Locate each line in the data below that contains the word "wall", and copy those lines in full.

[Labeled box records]

==========

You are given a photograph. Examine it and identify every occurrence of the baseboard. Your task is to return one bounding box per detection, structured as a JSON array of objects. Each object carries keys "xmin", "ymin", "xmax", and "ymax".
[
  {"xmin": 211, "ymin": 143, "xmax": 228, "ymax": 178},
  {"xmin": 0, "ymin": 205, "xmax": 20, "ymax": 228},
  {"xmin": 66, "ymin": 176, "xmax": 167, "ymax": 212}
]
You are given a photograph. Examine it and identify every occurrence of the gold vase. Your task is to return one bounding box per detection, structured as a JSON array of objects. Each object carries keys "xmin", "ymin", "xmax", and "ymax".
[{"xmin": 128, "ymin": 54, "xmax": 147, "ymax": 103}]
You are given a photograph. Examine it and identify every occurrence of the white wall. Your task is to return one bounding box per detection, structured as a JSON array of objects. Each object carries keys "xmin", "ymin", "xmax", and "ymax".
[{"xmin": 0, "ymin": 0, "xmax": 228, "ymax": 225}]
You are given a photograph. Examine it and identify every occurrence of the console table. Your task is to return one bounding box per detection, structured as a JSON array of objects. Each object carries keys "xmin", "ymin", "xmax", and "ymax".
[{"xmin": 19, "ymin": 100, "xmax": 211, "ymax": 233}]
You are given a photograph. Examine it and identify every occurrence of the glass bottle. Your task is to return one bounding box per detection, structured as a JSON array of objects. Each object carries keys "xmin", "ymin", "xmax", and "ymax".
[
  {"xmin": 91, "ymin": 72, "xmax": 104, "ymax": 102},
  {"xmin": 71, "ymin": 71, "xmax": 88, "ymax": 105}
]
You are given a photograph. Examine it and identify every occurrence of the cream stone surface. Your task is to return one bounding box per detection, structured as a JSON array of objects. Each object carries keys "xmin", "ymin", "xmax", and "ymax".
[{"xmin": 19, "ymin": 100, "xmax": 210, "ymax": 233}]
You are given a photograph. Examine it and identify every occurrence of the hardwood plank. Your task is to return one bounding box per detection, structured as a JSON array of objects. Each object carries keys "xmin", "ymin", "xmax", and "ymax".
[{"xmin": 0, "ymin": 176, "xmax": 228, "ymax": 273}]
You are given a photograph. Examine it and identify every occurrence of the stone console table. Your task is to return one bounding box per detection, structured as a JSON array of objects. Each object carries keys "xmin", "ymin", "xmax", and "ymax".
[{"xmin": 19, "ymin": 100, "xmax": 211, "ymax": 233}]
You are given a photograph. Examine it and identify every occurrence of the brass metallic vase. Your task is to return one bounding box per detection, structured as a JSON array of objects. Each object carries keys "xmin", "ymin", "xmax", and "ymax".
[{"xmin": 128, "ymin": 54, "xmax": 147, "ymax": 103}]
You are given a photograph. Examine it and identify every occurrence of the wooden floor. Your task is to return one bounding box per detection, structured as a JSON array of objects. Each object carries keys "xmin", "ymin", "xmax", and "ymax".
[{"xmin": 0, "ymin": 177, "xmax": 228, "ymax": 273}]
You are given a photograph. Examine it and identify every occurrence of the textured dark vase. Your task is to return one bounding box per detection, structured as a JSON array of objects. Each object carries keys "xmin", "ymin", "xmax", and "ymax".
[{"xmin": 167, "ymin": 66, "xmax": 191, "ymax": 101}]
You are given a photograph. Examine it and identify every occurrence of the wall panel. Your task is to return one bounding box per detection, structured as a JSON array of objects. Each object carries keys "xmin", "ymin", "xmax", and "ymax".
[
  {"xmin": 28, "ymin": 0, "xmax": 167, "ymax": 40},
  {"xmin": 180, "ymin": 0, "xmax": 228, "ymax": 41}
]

==========

= The response =
You are given a photograph. Examine it and identify every occurrence of the white wall. Your task is to return one bounding box per detection, structured as a JSON array of objects. Each object carries keys "xmin", "ymin", "xmax", and "ymax".
You are given a photograph. Examine it and identify every occurrence of the wall panel. Your task is to return one bounding box per detection, structured as a JSON array of objects. Each object carries keys "xmin", "ymin", "xmax", and "ymax".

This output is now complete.